- Exercise input -

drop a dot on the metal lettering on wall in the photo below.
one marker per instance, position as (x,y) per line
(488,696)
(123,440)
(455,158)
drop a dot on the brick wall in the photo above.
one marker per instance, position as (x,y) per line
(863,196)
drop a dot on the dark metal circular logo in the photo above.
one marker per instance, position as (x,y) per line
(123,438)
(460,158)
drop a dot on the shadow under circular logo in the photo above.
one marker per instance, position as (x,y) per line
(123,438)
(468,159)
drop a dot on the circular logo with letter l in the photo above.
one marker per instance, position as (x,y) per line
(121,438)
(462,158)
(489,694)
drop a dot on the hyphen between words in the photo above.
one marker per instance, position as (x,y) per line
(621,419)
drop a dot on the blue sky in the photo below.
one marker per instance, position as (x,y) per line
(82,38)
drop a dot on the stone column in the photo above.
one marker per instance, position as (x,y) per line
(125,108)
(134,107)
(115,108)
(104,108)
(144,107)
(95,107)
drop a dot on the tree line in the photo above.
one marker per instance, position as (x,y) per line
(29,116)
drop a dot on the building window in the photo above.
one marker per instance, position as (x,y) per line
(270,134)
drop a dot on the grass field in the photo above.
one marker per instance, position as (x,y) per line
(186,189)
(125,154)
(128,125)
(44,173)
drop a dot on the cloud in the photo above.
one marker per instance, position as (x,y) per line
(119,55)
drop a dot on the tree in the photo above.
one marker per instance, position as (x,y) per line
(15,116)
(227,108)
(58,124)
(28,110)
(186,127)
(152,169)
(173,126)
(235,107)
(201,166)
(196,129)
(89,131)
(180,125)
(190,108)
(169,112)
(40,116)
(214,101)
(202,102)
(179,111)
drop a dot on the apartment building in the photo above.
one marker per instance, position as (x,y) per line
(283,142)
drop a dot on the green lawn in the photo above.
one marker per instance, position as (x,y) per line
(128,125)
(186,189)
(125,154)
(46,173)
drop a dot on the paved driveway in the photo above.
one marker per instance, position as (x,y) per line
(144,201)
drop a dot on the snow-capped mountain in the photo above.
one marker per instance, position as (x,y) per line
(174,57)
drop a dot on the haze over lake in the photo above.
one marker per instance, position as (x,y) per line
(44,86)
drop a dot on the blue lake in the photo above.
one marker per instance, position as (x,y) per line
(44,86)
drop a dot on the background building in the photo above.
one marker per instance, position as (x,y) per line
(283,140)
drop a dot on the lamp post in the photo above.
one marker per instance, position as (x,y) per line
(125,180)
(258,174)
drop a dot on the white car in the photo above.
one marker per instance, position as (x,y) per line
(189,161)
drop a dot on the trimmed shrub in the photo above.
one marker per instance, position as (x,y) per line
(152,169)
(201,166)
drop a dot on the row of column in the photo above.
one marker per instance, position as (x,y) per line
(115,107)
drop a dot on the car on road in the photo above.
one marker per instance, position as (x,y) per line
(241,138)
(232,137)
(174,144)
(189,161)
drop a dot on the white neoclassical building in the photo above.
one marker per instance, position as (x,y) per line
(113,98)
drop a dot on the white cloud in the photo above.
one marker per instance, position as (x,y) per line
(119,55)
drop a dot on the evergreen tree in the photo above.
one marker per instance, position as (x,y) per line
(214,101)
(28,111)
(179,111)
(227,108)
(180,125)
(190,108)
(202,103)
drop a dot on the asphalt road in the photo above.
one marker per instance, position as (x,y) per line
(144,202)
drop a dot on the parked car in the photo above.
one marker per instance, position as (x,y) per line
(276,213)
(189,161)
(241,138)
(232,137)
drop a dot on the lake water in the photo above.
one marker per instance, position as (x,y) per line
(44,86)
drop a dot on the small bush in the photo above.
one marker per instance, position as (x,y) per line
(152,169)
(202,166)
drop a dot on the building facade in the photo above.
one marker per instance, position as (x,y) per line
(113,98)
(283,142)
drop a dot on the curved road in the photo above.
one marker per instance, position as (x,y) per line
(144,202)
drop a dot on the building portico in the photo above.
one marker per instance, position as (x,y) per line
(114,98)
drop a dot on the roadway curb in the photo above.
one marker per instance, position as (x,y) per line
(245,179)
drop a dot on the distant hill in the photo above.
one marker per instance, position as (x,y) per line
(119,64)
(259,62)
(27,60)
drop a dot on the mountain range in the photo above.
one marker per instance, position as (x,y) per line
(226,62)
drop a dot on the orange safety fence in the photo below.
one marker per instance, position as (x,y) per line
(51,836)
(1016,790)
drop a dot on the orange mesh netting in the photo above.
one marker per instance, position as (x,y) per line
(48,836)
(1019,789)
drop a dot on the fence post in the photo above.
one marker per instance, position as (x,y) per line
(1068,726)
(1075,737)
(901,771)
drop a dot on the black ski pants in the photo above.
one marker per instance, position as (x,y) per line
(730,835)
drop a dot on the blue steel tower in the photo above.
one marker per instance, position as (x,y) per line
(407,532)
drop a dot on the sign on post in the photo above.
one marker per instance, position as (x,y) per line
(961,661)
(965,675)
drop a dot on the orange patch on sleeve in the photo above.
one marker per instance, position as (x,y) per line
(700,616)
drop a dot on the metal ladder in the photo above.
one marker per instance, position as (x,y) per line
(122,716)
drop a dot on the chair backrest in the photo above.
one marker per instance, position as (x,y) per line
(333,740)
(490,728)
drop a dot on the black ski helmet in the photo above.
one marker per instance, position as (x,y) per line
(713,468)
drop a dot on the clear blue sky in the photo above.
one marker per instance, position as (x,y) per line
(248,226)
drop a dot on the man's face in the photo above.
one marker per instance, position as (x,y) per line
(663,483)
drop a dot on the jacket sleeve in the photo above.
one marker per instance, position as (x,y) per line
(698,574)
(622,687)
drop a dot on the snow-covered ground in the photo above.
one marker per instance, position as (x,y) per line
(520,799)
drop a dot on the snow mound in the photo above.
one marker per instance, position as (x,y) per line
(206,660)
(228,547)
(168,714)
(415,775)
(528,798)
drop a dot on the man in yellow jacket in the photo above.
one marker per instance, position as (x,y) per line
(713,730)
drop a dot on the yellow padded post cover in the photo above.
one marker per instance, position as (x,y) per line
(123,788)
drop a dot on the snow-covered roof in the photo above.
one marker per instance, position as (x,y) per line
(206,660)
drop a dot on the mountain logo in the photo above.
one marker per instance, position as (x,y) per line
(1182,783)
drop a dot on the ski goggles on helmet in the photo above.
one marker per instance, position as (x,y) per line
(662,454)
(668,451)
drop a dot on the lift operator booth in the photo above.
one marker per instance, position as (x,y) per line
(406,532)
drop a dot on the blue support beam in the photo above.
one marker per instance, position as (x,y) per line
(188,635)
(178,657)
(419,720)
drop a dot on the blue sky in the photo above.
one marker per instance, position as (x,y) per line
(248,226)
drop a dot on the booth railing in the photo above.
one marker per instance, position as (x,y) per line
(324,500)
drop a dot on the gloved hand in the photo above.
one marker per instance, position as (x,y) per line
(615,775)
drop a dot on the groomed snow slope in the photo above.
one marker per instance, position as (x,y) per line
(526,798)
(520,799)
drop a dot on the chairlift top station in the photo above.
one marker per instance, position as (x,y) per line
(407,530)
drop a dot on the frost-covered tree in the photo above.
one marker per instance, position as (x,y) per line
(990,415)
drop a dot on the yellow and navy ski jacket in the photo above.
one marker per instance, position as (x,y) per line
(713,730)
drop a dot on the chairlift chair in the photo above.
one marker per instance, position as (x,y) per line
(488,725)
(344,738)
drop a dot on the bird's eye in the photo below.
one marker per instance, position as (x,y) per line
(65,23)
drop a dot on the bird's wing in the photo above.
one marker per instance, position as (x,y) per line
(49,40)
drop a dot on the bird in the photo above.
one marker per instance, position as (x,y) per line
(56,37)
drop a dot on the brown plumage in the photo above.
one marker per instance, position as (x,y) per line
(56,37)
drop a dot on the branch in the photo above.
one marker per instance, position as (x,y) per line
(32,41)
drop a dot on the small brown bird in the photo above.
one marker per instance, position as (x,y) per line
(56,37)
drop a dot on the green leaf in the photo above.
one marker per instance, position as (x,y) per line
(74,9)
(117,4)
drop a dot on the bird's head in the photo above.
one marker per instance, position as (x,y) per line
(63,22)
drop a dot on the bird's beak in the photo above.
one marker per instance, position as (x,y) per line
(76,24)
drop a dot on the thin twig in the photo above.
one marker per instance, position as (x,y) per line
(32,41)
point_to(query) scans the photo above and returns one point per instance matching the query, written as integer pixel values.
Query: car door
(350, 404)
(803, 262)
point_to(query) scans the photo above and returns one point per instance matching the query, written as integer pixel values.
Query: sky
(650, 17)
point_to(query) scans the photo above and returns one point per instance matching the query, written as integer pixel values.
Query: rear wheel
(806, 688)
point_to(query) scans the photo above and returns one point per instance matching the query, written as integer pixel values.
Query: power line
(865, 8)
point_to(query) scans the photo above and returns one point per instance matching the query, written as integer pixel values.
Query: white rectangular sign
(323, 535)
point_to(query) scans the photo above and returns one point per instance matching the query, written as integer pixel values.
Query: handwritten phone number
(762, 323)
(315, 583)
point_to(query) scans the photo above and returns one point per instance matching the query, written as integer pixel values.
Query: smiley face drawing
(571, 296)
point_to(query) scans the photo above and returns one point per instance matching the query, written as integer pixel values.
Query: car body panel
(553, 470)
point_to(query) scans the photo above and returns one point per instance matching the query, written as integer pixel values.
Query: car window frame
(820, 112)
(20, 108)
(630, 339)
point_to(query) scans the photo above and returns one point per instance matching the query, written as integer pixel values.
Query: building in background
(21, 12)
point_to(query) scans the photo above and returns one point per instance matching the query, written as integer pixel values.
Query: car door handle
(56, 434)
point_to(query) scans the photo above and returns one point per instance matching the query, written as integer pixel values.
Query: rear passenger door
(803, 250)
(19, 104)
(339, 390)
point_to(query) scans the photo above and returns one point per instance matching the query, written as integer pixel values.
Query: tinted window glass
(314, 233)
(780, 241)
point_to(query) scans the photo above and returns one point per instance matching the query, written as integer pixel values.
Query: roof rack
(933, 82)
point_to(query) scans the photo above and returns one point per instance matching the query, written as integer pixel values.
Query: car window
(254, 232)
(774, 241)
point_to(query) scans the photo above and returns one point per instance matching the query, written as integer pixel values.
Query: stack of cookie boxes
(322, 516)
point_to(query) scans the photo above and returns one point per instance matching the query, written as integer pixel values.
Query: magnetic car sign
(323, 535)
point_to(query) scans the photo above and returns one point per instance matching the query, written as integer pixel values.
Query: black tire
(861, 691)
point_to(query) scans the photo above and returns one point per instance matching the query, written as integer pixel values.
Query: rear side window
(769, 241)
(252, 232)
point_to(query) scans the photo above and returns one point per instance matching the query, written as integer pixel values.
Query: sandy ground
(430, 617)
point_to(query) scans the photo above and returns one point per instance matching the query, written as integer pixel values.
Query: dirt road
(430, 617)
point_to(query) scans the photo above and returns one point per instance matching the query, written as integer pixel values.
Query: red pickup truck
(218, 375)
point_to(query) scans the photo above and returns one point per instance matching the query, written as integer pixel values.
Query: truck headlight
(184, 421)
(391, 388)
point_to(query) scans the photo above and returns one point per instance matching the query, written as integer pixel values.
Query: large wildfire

- About this exercise -
How many lines in the records hold the string "cloud"? Reply with the number only.

- Response to this task -
2